Problem description -> Repeat verbatim every line of the material, beginning at the line that holds "Target: tree trunk" and ending at its last line.

>> START Task inputs

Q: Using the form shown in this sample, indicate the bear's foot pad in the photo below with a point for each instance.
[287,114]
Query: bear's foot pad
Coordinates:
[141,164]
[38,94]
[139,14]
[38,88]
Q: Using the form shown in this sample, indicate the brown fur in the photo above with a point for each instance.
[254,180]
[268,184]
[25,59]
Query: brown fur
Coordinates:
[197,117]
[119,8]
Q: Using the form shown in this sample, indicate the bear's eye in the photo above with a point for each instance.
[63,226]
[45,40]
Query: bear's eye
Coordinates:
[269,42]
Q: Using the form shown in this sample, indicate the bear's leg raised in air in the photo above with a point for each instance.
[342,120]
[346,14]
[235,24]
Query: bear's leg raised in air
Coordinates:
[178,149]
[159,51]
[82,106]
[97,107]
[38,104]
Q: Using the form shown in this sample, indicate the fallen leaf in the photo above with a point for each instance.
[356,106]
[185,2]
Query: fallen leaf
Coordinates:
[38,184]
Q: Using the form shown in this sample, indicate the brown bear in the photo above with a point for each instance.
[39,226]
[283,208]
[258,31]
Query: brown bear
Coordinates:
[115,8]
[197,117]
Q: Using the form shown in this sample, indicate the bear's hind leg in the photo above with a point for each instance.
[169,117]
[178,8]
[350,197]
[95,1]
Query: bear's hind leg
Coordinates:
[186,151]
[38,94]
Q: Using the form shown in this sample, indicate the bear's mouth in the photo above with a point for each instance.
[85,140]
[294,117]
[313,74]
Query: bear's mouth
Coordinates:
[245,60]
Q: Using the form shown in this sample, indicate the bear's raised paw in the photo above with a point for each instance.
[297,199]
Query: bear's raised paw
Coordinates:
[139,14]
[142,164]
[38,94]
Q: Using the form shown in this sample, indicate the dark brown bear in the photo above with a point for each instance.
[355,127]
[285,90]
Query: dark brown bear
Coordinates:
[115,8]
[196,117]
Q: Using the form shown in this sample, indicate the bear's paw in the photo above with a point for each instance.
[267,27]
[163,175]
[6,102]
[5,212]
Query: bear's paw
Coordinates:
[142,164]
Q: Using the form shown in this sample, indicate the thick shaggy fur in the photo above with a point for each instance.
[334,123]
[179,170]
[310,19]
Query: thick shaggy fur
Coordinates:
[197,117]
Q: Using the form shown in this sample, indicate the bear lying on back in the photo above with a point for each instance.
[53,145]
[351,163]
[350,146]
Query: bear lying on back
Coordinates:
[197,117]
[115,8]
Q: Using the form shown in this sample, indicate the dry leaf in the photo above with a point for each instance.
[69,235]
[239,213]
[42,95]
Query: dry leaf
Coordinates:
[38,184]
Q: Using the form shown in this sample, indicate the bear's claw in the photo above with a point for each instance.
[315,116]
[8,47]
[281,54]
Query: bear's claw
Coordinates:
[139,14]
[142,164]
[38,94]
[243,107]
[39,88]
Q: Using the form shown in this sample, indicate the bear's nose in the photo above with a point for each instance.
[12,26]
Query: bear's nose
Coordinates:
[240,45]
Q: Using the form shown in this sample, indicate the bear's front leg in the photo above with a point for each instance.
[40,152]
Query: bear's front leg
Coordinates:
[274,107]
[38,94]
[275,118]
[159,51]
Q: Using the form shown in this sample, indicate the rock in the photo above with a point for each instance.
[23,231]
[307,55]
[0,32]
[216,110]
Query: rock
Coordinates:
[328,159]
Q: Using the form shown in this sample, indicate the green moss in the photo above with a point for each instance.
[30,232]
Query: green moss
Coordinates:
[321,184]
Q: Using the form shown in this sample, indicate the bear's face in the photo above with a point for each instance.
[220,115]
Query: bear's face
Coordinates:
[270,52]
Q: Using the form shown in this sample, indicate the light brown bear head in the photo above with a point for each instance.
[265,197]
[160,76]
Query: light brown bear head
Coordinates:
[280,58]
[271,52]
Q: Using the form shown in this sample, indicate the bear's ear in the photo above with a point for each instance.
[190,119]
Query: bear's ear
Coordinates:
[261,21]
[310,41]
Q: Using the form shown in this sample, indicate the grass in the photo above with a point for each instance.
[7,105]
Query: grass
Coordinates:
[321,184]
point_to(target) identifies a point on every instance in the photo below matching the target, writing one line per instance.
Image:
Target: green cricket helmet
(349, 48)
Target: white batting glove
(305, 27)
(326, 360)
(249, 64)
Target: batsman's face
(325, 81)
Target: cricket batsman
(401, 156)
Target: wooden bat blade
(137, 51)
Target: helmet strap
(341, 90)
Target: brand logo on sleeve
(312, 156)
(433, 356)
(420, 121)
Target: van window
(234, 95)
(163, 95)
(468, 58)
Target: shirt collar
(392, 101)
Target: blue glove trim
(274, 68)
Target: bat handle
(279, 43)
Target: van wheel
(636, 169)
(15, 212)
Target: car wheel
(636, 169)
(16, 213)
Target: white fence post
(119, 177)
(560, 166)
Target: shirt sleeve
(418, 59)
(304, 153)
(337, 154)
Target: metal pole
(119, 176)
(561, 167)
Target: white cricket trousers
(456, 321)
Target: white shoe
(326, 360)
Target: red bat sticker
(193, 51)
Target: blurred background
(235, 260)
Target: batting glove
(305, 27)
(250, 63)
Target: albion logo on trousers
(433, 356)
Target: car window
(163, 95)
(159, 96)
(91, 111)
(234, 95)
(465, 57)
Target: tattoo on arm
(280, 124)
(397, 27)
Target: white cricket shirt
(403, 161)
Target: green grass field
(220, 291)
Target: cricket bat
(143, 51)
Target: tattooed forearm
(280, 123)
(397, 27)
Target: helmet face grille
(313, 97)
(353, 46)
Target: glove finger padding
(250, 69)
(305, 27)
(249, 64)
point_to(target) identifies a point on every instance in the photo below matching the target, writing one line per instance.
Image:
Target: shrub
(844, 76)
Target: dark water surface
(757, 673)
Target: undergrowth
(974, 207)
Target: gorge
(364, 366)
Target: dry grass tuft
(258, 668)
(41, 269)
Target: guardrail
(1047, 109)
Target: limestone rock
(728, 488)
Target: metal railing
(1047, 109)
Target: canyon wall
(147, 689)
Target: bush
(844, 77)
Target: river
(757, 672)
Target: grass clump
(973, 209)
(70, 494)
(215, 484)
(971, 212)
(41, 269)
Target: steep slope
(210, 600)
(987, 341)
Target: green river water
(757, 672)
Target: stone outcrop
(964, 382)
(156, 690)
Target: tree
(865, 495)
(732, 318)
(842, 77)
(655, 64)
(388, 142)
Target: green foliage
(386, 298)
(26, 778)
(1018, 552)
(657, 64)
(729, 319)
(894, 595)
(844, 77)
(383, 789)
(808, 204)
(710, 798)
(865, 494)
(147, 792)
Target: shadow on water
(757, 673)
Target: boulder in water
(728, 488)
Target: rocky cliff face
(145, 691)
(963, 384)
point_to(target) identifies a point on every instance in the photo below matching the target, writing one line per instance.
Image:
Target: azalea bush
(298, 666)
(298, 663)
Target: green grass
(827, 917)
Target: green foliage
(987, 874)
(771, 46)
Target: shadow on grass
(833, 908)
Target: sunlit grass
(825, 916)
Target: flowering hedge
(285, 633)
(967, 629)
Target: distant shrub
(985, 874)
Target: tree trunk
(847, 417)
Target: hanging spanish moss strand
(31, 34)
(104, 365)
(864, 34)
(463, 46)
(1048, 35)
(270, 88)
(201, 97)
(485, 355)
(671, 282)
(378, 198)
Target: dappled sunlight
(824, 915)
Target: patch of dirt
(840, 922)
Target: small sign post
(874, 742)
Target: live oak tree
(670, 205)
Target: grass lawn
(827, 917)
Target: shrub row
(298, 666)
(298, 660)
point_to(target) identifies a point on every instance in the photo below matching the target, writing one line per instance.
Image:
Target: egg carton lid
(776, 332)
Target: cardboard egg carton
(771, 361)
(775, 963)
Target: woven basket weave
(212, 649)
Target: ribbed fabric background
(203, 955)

>> END Task inputs

Task result ->
Target: tree trunk
(847, 417)
Target: hanging spanish moss strand
(31, 34)
(104, 365)
(864, 34)
(463, 46)
(1048, 35)
(270, 88)
(201, 97)
(485, 355)
(671, 282)
(378, 198)
Target: dappled sunlight
(824, 915)
Target: patch of dirt
(840, 922)
Target: small sign post
(874, 742)
Target: live oak tree
(670, 205)
Target: grass lawn
(827, 917)
Target: shrub row
(298, 666)
(298, 660)
point_to(target) identifies a point on every instance in the photo below matching the target, writing one line per instance.
Image:
Target: egg carton lid
(776, 332)
Target: cardboard egg carton
(771, 361)
(775, 963)
Target: woven basket weave
(212, 649)
Target: ribbed fabric background
(203, 955)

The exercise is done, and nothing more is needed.